* start SOURCE DATA *
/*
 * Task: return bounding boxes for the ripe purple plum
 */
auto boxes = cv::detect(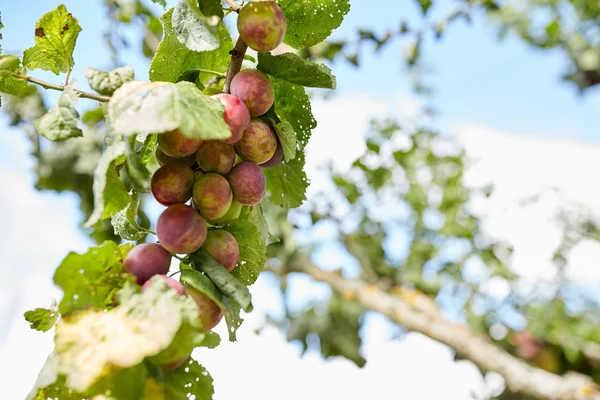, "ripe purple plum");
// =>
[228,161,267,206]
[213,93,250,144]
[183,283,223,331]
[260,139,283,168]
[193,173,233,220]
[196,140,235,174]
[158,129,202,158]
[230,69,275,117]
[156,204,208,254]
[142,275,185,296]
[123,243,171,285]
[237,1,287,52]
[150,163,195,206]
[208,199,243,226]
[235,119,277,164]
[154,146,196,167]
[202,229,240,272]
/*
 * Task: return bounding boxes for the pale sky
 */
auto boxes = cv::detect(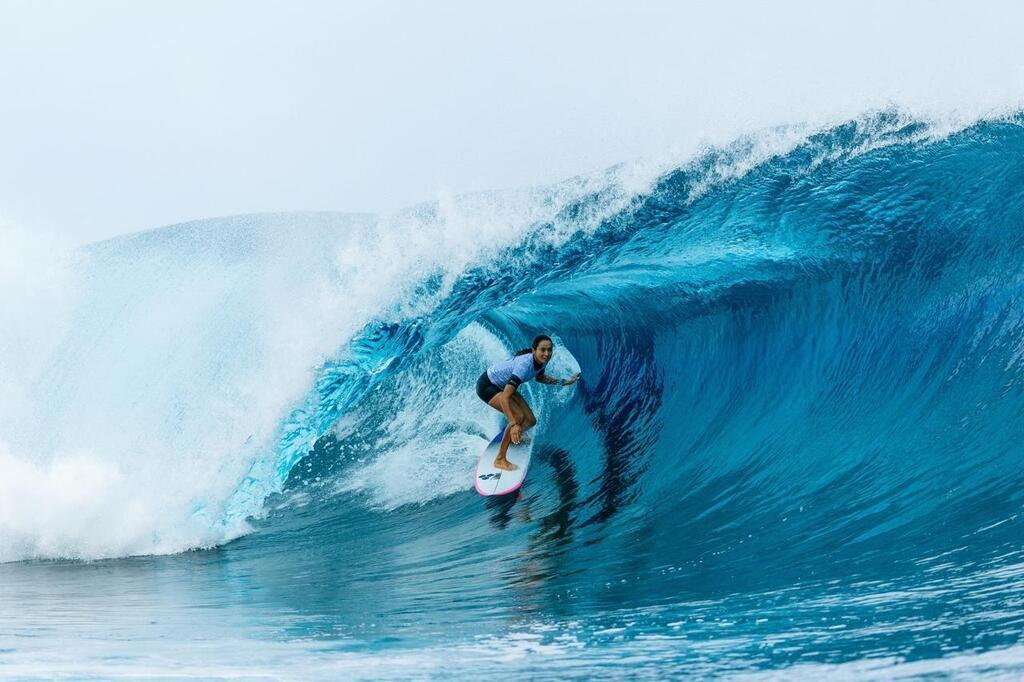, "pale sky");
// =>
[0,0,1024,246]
* end SOURCE DATA *
* start SOURCE DATA *
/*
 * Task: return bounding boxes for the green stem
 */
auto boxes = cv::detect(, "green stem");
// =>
* end SOURCE DATA *
* start SOURCE DATA *
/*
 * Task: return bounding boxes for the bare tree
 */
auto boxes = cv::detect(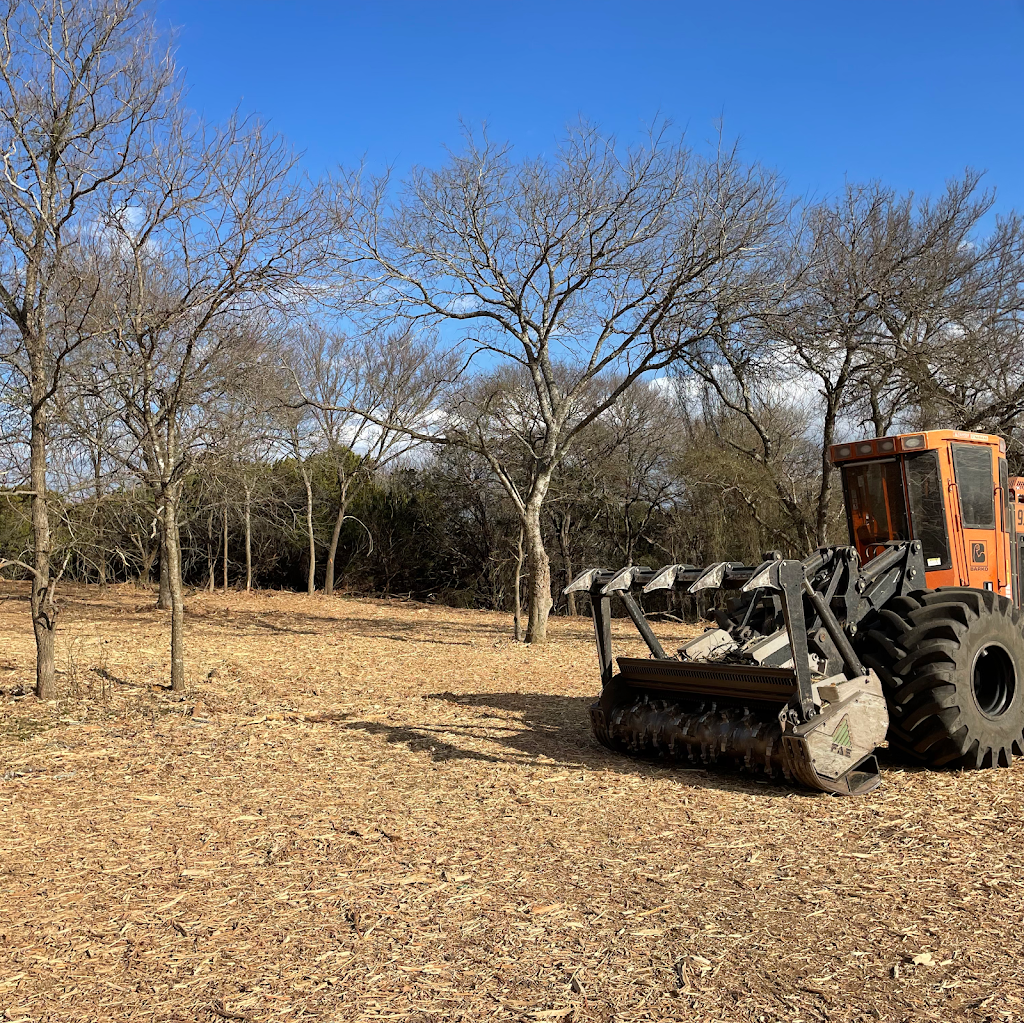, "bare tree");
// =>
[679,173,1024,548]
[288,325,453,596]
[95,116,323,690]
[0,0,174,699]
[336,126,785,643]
* end SOURCE DATA *
Count how many lines in the records contain the string "Task". Reply with the number alone.

WRITTEN ANSWER. 4